===== Dataset excerpts =====

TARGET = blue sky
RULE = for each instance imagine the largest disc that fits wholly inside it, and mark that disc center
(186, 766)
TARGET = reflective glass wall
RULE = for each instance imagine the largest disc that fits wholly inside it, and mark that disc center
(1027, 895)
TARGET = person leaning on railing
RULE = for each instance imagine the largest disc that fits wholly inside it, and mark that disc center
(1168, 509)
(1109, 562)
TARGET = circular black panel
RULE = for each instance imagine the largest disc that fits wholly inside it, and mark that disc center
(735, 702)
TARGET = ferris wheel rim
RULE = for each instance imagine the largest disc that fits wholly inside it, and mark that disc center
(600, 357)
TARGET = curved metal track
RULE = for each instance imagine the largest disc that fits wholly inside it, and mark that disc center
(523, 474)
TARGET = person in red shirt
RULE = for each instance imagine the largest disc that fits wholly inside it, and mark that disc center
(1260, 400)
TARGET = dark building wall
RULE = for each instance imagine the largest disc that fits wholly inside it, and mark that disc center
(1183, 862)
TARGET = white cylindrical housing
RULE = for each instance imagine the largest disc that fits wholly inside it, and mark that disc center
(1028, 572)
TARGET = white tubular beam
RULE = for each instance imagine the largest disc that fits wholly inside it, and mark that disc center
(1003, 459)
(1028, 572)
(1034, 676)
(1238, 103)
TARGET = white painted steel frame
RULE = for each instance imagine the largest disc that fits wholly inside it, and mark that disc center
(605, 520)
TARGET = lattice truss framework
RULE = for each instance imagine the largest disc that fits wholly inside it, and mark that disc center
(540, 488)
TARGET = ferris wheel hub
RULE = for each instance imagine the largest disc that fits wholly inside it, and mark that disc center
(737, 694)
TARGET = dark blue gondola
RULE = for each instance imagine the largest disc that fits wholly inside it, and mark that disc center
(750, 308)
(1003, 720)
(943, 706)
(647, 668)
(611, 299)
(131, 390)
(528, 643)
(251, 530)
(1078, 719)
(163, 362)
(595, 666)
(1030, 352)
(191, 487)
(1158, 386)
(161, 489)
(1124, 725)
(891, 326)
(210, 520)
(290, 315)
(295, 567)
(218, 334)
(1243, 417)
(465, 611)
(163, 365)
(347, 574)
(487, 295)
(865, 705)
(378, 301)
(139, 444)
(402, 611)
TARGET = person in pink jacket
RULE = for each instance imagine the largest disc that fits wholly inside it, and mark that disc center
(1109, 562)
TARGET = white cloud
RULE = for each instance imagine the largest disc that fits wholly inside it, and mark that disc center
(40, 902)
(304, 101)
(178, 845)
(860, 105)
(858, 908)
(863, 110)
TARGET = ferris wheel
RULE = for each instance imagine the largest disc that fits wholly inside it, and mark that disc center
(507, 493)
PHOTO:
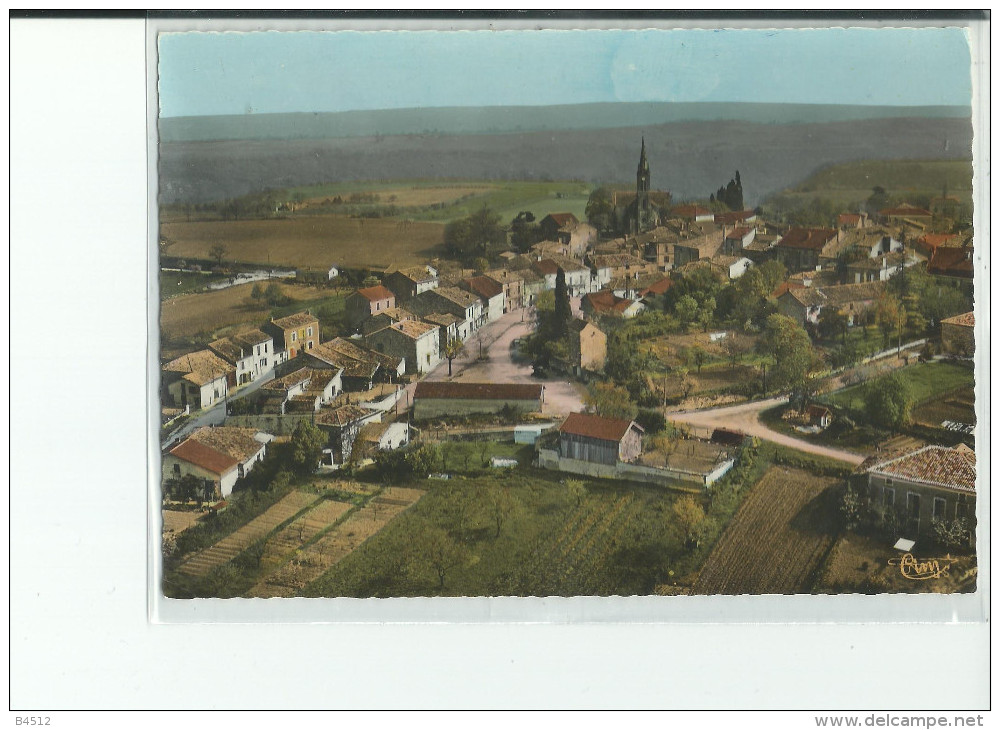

=====

Reproduce the entries above exactly, but only the lines between the line holding "TARGET = curved metal track" and the line holding "TARGET = white cylindrical housing", inclusive.

* [Your solution]:
TARGET = curved metal track
RULE = for each instance imagine the largest disc that fits wholly inside it, and mark that disc center
(523, 474)
TARGET = person in red shirt
RULE = for each instance imagine the largest disc that fits wholly inside it, and mark that disc center
(1260, 400)
TARGET = dark building wall
RULE = for each instance imagine the largest disc that fits wholly inside it, and mark that disc center
(1183, 862)
TARGET = white cylindrical housing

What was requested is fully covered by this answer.